Work instruction: Copy the entries character for character.

Data provided:
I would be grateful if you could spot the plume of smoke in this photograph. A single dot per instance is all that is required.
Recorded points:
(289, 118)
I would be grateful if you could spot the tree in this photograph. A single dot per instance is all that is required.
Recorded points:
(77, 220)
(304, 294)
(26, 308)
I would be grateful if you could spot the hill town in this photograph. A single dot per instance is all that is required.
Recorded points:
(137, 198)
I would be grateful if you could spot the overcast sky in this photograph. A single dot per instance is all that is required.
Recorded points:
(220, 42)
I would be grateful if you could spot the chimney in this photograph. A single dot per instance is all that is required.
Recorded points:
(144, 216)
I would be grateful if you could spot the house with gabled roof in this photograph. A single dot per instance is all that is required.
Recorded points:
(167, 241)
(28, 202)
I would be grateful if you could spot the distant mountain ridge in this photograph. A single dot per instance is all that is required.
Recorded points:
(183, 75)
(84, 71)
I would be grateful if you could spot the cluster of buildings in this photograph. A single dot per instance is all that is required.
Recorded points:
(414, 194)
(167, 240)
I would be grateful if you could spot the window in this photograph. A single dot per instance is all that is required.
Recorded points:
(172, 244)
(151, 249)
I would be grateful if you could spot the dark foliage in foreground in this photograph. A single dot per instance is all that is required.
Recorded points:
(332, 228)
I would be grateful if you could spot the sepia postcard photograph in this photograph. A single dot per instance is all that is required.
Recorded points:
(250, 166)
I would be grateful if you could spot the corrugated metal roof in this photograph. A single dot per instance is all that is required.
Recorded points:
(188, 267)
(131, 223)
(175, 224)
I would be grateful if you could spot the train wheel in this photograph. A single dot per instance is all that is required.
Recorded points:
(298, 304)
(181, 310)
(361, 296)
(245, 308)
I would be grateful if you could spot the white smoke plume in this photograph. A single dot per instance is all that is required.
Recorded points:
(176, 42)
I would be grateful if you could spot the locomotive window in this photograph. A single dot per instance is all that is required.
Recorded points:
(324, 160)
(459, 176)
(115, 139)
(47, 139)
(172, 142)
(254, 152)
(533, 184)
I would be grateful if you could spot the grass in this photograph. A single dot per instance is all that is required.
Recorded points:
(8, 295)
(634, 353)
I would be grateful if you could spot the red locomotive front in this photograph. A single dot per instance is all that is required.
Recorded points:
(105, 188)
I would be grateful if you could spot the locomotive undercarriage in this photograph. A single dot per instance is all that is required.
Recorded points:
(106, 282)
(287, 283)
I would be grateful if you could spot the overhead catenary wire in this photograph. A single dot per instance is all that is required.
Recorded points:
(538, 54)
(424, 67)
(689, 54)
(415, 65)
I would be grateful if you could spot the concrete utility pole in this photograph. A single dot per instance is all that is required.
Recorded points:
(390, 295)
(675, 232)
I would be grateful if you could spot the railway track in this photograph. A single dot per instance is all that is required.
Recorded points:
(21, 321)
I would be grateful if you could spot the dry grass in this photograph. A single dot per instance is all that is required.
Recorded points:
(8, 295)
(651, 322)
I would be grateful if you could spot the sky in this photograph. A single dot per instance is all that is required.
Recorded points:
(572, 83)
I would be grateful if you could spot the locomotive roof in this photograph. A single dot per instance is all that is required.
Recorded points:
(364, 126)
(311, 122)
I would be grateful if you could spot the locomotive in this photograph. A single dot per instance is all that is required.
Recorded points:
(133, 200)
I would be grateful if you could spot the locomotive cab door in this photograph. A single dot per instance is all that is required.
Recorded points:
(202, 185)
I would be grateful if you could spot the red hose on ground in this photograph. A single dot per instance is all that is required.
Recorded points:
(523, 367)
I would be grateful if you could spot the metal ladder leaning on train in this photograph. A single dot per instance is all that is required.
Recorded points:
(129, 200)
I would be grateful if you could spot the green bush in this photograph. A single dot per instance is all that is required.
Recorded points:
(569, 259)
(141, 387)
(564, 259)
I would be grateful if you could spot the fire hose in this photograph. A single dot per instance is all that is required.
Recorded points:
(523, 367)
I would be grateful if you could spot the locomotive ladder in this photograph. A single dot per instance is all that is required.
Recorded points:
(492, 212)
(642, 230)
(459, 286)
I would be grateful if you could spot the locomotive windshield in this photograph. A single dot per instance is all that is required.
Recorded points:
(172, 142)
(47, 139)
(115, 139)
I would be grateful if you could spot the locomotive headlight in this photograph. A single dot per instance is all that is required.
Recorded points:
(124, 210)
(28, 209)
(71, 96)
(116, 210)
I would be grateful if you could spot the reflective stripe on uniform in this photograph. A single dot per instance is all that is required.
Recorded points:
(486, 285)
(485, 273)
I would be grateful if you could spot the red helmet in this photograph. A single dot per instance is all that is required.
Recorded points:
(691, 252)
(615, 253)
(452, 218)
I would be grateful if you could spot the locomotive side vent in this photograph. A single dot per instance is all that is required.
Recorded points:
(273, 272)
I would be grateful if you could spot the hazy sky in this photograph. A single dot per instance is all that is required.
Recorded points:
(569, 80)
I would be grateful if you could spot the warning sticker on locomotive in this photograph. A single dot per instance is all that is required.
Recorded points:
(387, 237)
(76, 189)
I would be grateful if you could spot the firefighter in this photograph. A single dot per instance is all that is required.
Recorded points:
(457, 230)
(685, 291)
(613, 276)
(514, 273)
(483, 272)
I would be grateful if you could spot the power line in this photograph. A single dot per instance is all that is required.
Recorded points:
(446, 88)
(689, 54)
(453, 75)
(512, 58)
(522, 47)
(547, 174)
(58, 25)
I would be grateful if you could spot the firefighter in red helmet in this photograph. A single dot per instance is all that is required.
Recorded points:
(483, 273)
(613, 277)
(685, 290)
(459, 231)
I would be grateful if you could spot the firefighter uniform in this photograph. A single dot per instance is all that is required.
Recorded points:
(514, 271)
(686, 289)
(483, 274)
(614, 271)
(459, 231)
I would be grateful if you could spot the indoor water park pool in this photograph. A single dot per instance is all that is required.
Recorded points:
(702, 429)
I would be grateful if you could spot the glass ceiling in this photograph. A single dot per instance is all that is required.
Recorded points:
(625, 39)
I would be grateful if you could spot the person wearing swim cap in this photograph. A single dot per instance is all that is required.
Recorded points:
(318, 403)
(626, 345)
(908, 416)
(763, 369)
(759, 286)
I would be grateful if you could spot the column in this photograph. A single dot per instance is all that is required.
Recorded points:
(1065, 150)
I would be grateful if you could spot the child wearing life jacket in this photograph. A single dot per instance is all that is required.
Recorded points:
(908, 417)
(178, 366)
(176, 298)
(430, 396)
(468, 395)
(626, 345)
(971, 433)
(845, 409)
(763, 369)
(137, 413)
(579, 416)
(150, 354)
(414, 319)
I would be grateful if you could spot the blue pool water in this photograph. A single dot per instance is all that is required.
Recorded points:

Solution to the exercise:
I would be grateful if you could spot the plume of smoke in this photograph. A single dot per instance is all that is required.
Recorded points:
(289, 118)
I would be grateful if you could spot the tree in this photograph. A single dot per instance is all that is required.
Recorded points:
(77, 220)
(304, 294)
(26, 308)
I would be grateful if you could spot the hill town in this photograph. A single dot per instance is all that is required.
Recorded points:
(137, 198)
I would be grateful if you could spot the overcast sky in this photograph. A single dot per instance is all that is required.
Recorded points:
(220, 42)
I would be grateful if you could spot the chimney in this photograph. A single dot per instance is all that is required.
Recorded points:
(144, 216)
I would be grateful if you could spot the house with gabled roof in this photograph. A single dot per instance is all that is required.
Recorded points:
(167, 241)
(28, 202)
I would be grateful if you could spot the distant mountain ridge in this photograph. A single dot per instance is all that is required.
Recorded points:
(183, 75)
(84, 71)
I would be grateful if you could spot the cluster of buildings in this photograph. A single dot per instance is all that is required.
Recorded points:
(414, 194)
(167, 240)
I would be grateful if you could spot the window in this photograph. A single dot per instance is all that is required.
Recorded points:
(172, 244)
(151, 249)
I would be grateful if you could spot the dark foliage in foreground in this photograph. A single dot per instance is all that is required.
Recorded points:
(332, 228)
I would be grateful if you could spot the sepia postcard photograph in this photograph. A single dot per instance is all that is required.
Recorded points:
(250, 166)
I would be grateful if you could spot the corrugated metal roof in this photograph. A single dot per instance is all that is required.
Recorded points:
(188, 267)
(131, 223)
(175, 224)
I would be grateful if you could spot the train wheel in this photograph. A single dot per instance is all that is required.
Recorded points:
(298, 304)
(181, 310)
(361, 296)
(245, 308)
I would be grateful if you could spot the white smoke plume in this photograph. A single dot per instance is all that is required.
Recorded points:
(176, 42)
I would be grateful if you could spot the locomotive window in this photograph. A single dot per instance is all that is required.
Recorded points:
(324, 160)
(459, 176)
(115, 139)
(47, 139)
(172, 142)
(254, 152)
(533, 184)
I would be grateful if you could spot the grass in this photograph. A single dot per instance is all that is required.
Recorded points:
(8, 295)
(634, 353)
I would be grateful if you could spot the red locomotive front in this photograph. A single dot per instance is all that is required.
Recorded points:
(105, 188)
I would be grateful if you could spot the locomotive undercarriage in this photograph. A single dot per instance is all that is required.
Recorded points:
(106, 282)
(287, 283)
I would be grateful if you could spot the overhead catenary wire in this photograph. A single dot per instance is all that is required.
Recorded points:
(538, 54)
(424, 67)
(689, 54)
(415, 65)
I would be grateful if you could spot the concrete utility pole in this photograph. A single dot per instance is all that is required.
Recorded points:
(390, 295)
(675, 232)
I would be grateful if you could spot the railway track in this photograph. A single dot per instance is all that is required.
Recorded points:
(21, 321)
I would be grateful if you could spot the dry grass in this photograph. A single dot per instance is all that is required.
Recorded points:
(8, 295)
(651, 322)
I would be grateful if you could spot the sky in this photograph. A single dot per instance is all that is required.
Recorded points:
(572, 83)
I would be grateful if you could spot the locomotive roof in this photograph. A single dot per instance is all that is required.
Recorded points:
(364, 126)
(311, 122)
I would be grateful if you could spot the locomotive in this photograph. A single dot per instance is all that is required.
Recorded points:
(133, 200)
I would be grateful if you could spot the locomotive cab door in this photograph. A single dot per instance is all that is required.
Recorded points:
(202, 185)
I would be grateful if you could spot the red hose on ground in this photograph. A single dot per instance is all that is required.
Recorded points:
(523, 367)
I would be grateful if you could spot the metal ladder leaning on train in this photograph. A single dot per instance is all that is required.
Recorded points:
(129, 200)
I would be grateful if you could spot the green bush in this photograph. A single dot per instance is all that is required.
Recorded points:
(569, 259)
(141, 387)
(564, 259)
I would be grateful if you could spot the fire hose in this photograph. A single dot per instance is all that is required.
Recorded points:
(523, 367)
I would be grateful if you could spot the locomotive ladder in this photograph. A single dot per instance is all that is required.
Recorded points:
(492, 212)
(642, 230)
(459, 286)
I would be grateful if you could spot the locomotive windshield in this photograph. A single dot per instance is all that is required.
Recorded points:
(172, 142)
(47, 139)
(115, 139)
I would be grateful if you could spot the locomotive headlight in this photograph. A single dot per instance is all that is required.
Recorded points:
(124, 210)
(28, 209)
(71, 96)
(116, 210)
I would be grateful if you could spot the reflective stripe on uniform in this photograph. A single dot per instance is all that is required.
Recorded points:
(486, 285)
(485, 273)
I would be grateful if you could spot the red helmet in this photograph. A single dot per instance is all that is required.
Recorded points:
(691, 252)
(615, 253)
(452, 218)
I would be grateful if you could spot the locomotive side vent in this photograph. A single dot per instance is all that is required.
Recorded points:
(273, 272)
I would be grateful if you could spot the hazy sky in this photograph. A single dot per instance is all that is required.
Recorded points:
(569, 80)
I would be grateful if you could spot the warning sticker on locomotive in this photograph. A single dot per instance is all that is required.
Recorded points:
(387, 237)
(76, 189)
I would be grateful if you could spot the firefighter in this photograph. A single dot per instance is all that is required.
Recorded points:
(457, 230)
(685, 291)
(613, 276)
(514, 273)
(483, 272)
I would be grateful if you could spot the power line in this photograph. A single dot per instance is all that is required.
Recorded points:
(446, 88)
(689, 54)
(453, 75)
(512, 58)
(522, 47)
(547, 174)
(58, 25)
I would be grateful if you could spot the firefighter in red helmet in this photograph. A single dot per instance is all that is required.
Recorded points:
(483, 273)
(613, 277)
(685, 290)
(459, 231)
I would be grateful if you could spot the firefighter uniform in this photograph. A single dot per instance is all that is required.
Recorded points:
(514, 271)
(686, 289)
(483, 274)
(614, 271)
(459, 231)
I would be grateful if you could spot the indoor water park pool in this photograph. A single dot per instance is all that is required.
Recorded points:
(702, 429)
I would be grateful if you could spot the glass ceiling in this photograph. A single dot per instance is all that is required.
Recorded points:
(625, 39)
I would be grateful if you could spot the person wearing swim cap in this photograph. A single dot per instance is all that is required.
Recorded points:
(318, 403)
(626, 345)
(908, 416)
(763, 369)
(759, 286)
I would be grateful if you could spot the column in this photograph. A single dot per instance is all that is required.
Recorded points:
(1065, 150)
I would be grateful if you could spot the child wearing life jacket in this photograph. A single dot per instance is all that is required.
Recorded points:
(908, 417)
(178, 366)
(176, 298)
(430, 396)
(468, 395)
(626, 345)
(971, 433)
(845, 409)
(763, 369)
(137, 413)
(579, 416)
(150, 354)
(414, 319)
I would be grateful if you could spot the blue pool water in this photograph. A single dot per instance is all that is required.
Recorded points:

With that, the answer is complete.